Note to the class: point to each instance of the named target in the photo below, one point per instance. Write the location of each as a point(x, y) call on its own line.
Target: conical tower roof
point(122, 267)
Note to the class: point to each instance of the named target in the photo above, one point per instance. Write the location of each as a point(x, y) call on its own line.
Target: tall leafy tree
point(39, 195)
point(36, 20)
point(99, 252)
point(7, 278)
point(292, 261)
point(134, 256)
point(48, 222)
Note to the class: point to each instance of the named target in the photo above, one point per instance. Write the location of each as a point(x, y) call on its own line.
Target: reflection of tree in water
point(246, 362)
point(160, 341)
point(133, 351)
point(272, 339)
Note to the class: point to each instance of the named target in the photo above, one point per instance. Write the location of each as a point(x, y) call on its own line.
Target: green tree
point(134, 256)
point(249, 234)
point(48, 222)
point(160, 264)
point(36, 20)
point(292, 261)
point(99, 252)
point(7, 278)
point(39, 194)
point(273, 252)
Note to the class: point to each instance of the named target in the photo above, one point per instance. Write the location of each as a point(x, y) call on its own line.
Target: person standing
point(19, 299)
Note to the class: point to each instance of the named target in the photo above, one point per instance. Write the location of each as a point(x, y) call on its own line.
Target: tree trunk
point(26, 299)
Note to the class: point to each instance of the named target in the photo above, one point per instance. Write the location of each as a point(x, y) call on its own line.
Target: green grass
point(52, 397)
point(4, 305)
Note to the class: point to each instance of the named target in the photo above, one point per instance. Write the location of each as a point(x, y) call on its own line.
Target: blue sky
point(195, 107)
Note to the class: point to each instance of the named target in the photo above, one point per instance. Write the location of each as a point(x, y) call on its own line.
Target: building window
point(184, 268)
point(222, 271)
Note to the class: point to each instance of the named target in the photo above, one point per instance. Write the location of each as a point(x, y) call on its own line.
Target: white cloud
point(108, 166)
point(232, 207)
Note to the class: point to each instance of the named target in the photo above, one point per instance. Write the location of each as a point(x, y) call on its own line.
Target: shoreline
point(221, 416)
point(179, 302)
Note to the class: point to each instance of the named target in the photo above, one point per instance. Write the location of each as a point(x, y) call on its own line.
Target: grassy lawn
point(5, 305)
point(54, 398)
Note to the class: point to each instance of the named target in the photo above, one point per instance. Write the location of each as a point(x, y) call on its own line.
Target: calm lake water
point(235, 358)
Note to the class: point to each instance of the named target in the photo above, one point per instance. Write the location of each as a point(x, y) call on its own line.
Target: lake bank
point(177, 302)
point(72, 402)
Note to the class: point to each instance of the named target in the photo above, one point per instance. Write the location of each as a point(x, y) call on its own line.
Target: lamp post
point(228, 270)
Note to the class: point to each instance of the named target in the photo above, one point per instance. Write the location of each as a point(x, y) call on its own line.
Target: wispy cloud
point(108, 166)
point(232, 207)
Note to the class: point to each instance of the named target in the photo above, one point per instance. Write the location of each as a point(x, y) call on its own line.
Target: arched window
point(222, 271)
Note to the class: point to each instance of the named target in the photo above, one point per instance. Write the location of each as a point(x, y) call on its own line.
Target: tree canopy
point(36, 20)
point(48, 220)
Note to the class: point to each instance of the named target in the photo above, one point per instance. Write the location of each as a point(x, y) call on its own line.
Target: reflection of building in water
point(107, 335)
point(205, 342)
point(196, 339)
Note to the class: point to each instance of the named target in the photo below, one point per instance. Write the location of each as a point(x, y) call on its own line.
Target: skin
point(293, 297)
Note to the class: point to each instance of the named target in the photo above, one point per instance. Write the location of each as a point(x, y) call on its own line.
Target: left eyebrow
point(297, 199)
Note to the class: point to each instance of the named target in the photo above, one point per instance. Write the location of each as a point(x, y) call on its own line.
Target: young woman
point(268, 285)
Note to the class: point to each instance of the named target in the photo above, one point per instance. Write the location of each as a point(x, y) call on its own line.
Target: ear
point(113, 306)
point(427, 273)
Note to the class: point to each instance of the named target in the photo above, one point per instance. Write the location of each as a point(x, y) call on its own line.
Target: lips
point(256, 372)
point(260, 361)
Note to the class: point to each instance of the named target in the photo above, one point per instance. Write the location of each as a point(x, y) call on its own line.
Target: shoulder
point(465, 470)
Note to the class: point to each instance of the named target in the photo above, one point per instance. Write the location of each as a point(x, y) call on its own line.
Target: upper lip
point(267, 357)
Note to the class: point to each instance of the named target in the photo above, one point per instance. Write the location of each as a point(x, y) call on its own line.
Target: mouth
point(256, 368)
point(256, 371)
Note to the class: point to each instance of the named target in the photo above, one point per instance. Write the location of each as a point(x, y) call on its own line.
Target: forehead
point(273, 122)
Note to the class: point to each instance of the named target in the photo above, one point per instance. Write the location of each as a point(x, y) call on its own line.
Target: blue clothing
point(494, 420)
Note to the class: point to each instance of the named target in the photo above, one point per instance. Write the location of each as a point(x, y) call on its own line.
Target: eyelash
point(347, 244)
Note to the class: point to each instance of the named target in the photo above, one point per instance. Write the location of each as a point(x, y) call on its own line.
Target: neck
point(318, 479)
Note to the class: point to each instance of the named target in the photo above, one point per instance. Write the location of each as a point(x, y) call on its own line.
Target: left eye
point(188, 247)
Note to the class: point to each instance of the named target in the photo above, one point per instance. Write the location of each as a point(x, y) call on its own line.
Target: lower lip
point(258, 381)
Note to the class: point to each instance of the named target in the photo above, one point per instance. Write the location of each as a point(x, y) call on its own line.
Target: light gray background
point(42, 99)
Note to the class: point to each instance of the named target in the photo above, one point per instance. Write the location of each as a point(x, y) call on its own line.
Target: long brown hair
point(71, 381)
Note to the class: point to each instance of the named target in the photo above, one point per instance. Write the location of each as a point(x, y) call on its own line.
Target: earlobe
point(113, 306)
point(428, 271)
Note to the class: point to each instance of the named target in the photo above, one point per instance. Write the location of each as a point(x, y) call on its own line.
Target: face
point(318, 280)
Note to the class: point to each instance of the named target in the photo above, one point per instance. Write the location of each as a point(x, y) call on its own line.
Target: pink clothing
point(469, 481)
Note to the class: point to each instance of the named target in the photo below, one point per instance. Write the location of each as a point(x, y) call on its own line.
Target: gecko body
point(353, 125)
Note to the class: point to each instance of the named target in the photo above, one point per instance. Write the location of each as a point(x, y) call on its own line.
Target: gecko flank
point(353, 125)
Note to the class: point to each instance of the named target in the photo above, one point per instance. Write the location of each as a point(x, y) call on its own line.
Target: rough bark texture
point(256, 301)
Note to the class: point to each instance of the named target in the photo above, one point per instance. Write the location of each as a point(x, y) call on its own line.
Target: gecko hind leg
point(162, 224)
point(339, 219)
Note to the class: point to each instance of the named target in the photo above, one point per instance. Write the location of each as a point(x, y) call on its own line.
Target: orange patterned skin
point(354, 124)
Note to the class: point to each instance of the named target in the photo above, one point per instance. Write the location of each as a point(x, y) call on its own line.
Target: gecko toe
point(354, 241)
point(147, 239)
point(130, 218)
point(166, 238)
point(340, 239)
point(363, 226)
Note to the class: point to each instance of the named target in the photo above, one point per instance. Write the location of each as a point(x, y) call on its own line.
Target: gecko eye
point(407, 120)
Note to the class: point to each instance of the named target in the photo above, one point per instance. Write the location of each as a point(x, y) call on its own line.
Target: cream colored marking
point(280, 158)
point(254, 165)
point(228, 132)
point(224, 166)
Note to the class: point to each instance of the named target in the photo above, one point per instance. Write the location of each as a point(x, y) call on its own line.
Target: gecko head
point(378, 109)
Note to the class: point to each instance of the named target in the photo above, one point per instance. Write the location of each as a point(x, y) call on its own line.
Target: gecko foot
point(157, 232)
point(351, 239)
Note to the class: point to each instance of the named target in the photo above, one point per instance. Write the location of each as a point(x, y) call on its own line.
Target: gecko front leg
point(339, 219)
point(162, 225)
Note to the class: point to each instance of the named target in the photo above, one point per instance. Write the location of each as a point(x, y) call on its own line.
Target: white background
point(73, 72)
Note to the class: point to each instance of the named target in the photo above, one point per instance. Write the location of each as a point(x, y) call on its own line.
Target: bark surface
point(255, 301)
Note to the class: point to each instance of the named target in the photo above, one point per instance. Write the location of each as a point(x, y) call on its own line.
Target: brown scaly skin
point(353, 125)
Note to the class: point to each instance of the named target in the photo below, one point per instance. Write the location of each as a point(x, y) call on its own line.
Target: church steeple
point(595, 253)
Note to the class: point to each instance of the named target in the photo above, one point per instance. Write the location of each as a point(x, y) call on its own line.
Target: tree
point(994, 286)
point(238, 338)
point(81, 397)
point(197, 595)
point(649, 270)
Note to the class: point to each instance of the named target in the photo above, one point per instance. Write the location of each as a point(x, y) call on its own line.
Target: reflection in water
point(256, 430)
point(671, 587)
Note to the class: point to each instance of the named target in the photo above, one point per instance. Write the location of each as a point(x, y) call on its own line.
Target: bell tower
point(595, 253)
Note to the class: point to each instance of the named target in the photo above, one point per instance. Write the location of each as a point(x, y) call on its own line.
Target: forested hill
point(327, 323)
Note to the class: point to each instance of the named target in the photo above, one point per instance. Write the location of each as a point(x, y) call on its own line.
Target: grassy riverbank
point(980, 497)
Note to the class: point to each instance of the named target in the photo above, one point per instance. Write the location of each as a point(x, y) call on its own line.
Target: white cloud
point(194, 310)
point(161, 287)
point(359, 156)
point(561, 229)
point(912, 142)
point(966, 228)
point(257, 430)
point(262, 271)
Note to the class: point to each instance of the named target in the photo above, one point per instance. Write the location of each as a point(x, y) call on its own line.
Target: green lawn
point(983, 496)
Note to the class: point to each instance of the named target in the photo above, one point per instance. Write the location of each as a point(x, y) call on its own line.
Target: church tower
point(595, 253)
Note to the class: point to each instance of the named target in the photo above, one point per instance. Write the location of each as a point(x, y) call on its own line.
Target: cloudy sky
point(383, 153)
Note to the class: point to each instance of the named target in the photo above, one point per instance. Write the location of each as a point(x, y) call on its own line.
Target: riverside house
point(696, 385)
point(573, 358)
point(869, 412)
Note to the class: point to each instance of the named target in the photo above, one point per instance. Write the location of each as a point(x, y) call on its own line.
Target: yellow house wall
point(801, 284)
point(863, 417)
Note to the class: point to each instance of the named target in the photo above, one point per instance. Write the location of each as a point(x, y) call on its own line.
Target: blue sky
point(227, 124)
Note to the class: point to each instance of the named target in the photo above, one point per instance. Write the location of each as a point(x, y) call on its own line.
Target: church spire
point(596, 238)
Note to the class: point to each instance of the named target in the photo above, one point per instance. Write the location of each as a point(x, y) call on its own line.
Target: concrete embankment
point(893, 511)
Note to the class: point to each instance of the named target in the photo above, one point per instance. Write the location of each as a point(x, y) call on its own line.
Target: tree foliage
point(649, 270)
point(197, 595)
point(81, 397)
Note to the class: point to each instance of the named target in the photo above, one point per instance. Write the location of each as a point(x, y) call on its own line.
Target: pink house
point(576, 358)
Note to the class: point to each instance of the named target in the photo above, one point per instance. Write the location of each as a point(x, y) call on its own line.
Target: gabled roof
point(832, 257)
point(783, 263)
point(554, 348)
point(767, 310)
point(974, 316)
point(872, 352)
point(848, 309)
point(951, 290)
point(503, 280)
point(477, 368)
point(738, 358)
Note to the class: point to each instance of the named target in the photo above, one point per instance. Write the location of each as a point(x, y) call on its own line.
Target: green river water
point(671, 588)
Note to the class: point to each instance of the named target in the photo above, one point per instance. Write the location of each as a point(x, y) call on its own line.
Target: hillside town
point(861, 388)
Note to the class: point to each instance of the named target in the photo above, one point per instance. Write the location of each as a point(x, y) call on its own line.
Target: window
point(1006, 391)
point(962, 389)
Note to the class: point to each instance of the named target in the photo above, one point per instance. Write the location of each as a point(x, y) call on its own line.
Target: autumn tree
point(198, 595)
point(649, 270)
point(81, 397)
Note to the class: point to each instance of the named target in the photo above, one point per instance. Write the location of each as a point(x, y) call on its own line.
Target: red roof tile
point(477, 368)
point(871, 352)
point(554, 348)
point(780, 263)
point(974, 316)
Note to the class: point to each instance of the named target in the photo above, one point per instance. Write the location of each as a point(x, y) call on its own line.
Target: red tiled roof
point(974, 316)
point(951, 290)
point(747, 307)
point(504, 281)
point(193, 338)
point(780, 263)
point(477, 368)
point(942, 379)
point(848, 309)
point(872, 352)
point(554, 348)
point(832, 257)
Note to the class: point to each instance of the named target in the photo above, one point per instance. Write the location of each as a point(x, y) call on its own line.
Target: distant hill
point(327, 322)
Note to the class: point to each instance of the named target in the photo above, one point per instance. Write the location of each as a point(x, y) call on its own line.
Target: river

# # # # # # #

Show every line of the records above that contains the word "skin".

__Written reply__.
Target: skin
Target: orange patterned skin
Target: brown scaly skin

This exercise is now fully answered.